DOCUMENT =
* START *

I recently purchased & read Neil Besougloff’s book, Command Control for Toy Trains. Being a computer programmer & tinkerer, I find the topic interesting & something I’d like to get into.
The book was a good, quick read, however, I have a couple of questions that weren’t answered.
- I am planning to build a layout & I currently have only conventional locomotives. I’d like to be able to run two or three trains at the same time, and I don’t currently have the financial resources to upgrade my older locomotives to command control. I intend to purchase a command controlled locomotive soon, and I’d like to run that locomotive & my older stuff simultaneously.
As I understand it, I need to get one or two of the Track Power Controllers and a command base in order to run everything. What I’d not sure about is whether I need to break my layout up into blocks & get any Block Power Controllers.

* END *

STATED TASK =
Continue the post on command control for toy trains, beginning right after its last sentence.

Records from a data collection:
* START *

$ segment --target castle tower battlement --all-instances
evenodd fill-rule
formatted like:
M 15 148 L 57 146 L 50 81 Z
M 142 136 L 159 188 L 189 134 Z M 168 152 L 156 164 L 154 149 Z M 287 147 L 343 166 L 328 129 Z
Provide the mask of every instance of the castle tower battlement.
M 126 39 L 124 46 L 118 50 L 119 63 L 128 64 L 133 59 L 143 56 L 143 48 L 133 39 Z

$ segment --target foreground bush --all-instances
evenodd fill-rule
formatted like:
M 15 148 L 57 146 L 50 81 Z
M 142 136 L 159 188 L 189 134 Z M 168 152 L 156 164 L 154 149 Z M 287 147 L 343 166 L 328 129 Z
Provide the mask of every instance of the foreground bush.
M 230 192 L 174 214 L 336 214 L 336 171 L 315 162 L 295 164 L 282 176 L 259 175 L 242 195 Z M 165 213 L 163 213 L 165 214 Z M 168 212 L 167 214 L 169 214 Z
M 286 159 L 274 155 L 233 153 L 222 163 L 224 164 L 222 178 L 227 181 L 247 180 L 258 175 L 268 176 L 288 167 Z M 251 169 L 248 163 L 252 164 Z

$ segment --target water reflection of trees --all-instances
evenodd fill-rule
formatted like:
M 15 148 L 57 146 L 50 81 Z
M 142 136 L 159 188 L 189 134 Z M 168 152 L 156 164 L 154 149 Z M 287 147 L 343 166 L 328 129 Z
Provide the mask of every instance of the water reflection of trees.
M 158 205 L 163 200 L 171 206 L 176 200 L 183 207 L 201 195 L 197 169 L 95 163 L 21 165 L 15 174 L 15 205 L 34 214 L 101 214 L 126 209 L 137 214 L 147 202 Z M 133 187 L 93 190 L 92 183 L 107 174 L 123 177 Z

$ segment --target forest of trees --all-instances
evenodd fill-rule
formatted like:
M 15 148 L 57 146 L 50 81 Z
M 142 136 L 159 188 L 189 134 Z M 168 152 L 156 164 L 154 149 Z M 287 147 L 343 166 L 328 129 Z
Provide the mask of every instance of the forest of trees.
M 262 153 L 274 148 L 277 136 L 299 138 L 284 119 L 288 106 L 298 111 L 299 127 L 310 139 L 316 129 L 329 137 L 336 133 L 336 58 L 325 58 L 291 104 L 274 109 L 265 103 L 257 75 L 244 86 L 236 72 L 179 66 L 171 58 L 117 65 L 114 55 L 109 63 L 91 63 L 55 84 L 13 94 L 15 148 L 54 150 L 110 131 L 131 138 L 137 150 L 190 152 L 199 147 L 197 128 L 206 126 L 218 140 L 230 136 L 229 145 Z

* END *

TASK RESPONSE =
And if I do need to do create blocks in my layout, how does everything know which controller to connect to which block when? The discussion of command control on a layout that contains blocks is lacking in this area.
Thanks for any help
Tony
Hi Tony,
For full command engines, no block controls are required. The track is maintained at full voltage and the command signal from the command base will tell each engine how fast to go.
If you want to run more than one conventional engine with a command control system, you need block and controls for each engine. For conventional engines, the command control system will regulate the power to the track to control the speed of the engine. So you will need a separate track power controller to regulate the power to each block you set-up. The command remote will communicate with each track power controller to regulate the track voltage to that block to control the speed of the train in that block.
So if you set up a double mainline layout and isolate each of the two loops (two blocks), then each loop will require a track power controller to operate a conventional locomotive on each loop.
I hope this information helps.
Regards,
Tim
Tim:
OK, I see how two loops with two controllers works, but what if they’re connected by switches so trains can move from one loop to another? And what if the trains on each loop are going at different speeds (meaning there are different voltages applied to each block)? Won’t a train switching between two electrically isolated blocks in this situation change speed?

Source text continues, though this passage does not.